§ **WHAT YOU ARE ASKED TO DO**
Copy the data below, substituting "marker" for every occurrence of "keypoint" and leaving everything else unchanged.

— start of GIVEN DATA —

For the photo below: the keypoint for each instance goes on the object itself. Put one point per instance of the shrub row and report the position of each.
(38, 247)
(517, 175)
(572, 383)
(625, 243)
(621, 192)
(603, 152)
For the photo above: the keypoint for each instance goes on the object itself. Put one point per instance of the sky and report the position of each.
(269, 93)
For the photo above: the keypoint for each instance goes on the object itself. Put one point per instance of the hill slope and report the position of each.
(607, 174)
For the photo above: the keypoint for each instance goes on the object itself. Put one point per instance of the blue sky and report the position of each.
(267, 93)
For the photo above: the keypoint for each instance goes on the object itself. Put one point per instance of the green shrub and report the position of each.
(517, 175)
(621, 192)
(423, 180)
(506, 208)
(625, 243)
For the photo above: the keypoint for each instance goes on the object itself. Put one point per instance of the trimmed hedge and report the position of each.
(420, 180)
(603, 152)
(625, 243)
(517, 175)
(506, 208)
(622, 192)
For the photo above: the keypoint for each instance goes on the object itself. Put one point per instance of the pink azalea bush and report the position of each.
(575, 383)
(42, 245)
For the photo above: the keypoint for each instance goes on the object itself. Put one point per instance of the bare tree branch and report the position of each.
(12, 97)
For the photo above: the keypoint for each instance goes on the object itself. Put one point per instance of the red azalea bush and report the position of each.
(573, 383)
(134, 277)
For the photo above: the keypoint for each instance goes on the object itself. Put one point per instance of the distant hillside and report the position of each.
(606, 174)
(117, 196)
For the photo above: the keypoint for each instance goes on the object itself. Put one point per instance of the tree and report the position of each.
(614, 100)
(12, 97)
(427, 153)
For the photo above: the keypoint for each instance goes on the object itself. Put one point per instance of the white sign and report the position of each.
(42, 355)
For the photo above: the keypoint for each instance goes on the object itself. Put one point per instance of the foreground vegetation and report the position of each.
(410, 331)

— end of GIVEN DATA —

§ **SOLUTION TO THIS TASK**
For the photo below: the marker for each instance goes on the object itself. Put one point per instance of the shrub row and report the position of each.
(38, 247)
(517, 175)
(572, 383)
(625, 243)
(621, 192)
(603, 152)
For the photo above: the marker for each instance goes on the object itself. Put one point per instance of the sky and report the position of each.
(269, 93)
For the photo above: the marker for each instance goes on the object itself. Put one point per instance of the hill slope and report the position of each.
(607, 174)
For the photo above: the marker for each instance goes on the object itself. Put one point per instance of the blue sky and report the position of each.
(267, 93)
For the photo above: the marker for each instance goes on the object itself. Put one point per instance of the green shrub and report the position of each.
(517, 175)
(621, 192)
(423, 180)
(506, 208)
(625, 243)
For the photo above: the marker for each instance goes on the object itself. Put one point per instance of the trimmed hedge and report the position of each.
(420, 180)
(603, 152)
(625, 243)
(517, 175)
(506, 208)
(622, 192)
For the photo above: the marker for each instance goes on the object itself. Put one point per instance of the pink azalea bush and report the position of each.
(575, 383)
(42, 245)
For the photo above: the marker for each instance goes on the object itself. Put one point per instance of the bare tree branch and report the position of each.
(12, 97)
For the photo above: the marker for each instance goes on the object itself. Put one point per instance of the red azalea bush and report the position of each.
(573, 383)
(134, 277)
For the photo above: the marker for each instance goes on the object itself. Put one point per instance of the distant hillside and report the position of each.
(606, 174)
(117, 196)
For the photo above: the marker for each instance goes on the object itself. Put one point per instance of the tree and report the position of each.
(614, 100)
(12, 97)
(427, 153)
For the photo above: the marker for each instance goes on the object itself. Put one point per instance of the white sign and report the position of each.
(42, 355)
For the photo above: the marker for each instance goes on the object itself. Put one point per instance of the foreground vegetation and report the position of each.
(410, 331)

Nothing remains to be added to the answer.